INPUT

● ● ● ● ●

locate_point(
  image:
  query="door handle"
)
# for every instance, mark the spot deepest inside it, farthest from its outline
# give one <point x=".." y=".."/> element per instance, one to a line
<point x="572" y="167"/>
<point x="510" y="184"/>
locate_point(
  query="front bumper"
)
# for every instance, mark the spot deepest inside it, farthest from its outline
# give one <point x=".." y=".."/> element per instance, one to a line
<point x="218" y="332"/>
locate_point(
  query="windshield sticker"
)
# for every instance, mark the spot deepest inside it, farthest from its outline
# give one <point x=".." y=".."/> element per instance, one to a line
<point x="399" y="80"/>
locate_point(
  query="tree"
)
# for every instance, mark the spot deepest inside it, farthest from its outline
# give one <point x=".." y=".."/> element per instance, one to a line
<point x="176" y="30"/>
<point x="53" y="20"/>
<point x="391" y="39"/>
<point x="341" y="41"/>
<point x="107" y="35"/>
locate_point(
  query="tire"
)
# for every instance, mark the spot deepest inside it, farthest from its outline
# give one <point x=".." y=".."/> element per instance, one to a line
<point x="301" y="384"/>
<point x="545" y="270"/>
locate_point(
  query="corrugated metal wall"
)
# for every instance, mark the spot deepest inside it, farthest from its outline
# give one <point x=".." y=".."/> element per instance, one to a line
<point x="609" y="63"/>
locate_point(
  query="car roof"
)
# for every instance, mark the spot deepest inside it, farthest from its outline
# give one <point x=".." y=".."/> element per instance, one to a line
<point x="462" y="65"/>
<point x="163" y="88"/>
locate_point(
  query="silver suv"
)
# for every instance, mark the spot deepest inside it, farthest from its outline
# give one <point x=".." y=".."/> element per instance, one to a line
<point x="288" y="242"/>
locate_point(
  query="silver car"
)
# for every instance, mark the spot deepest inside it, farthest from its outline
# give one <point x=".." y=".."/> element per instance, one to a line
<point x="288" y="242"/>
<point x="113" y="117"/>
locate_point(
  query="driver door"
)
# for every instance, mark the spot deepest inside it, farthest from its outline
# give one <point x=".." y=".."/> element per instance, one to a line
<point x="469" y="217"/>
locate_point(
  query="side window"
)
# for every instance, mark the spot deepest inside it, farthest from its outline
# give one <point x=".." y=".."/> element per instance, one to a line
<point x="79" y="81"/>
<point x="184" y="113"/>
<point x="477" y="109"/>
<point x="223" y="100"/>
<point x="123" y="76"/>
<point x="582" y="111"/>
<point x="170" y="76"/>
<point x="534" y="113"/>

● ● ● ● ●

GOAL
Transcribe the entire listing above precisely.

EXERCISE ANSWER
locate_point(
  image:
  query="door handle"
)
# for every instance, mark the spot deepest inside it, farthest from its outline
# give one <point x=".." y=".."/> element per instance, one to a line
<point x="572" y="167"/>
<point x="510" y="184"/>
locate_point(
  query="front bumper"
)
# for every instance, mark the spot deepest inside it, farthest from its outline
# give one <point x=".." y=".."/> element per instance, one to a line
<point x="218" y="332"/>
locate_point(
  query="windshield sticker"
)
# for every instance, mark the spot deepest inside it, farthest from its outline
# give one <point x=".." y=".."/> element per instance, one to a line
<point x="399" y="80"/>
locate_point(
  query="tree"
)
# for every instance, mark the spot deepest inside it, farthest from its outline
# give one <point x=".." y=".."/> element per instance, one to a line
<point x="176" y="30"/>
<point x="53" y="20"/>
<point x="391" y="39"/>
<point x="341" y="41"/>
<point x="107" y="35"/>
locate_point(
  query="tire"
)
# for every instance, mark the spot deepest inside it, farthest from its outline
# give one <point x=".." y=".."/> element per instance, one to a line
<point x="301" y="384"/>
<point x="545" y="270"/>
locate_point(
  query="corrugated metal wall"
)
# for every instance, mark the spot deepest inside it, farthest from its outline
# give one <point x=".." y=".."/> element per instance, one to a line
<point x="609" y="63"/>
locate_point(
  query="car roof"
)
# for every instance, mark the spot deepest inside it, farthest from its outline
# give one <point x=".." y=".."/> element per instance, one to a line
<point x="462" y="65"/>
<point x="163" y="88"/>
locate_point(
  query="silver suv"
)
# for every instance, mark the spot deepest inside it, farthest from its outline
# give one <point x=".." y=".."/> element per instance, one to a line
<point x="288" y="242"/>
locate_point(
  query="silver car"
)
# for every instance, mark the spot deepest inside it, farthest from its outline
# give one <point x=".." y=".."/> element per instance, one to a line
<point x="288" y="242"/>
<point x="113" y="117"/>
locate_point(
  query="driver door"
)
# for every instance, mark the spot deepest inside it, farthest from its outline
# give one <point x=".." y=".."/> element per instance, one to a line
<point x="469" y="217"/>
locate_point(
  query="side window"
)
# for every instance, mark the spot deepest inside it, farthest from its outline
# give one <point x=".." y=".."/> element per instance, one to a line
<point x="79" y="81"/>
<point x="184" y="113"/>
<point x="477" y="109"/>
<point x="223" y="100"/>
<point x="123" y="76"/>
<point x="582" y="111"/>
<point x="170" y="76"/>
<point x="534" y="113"/>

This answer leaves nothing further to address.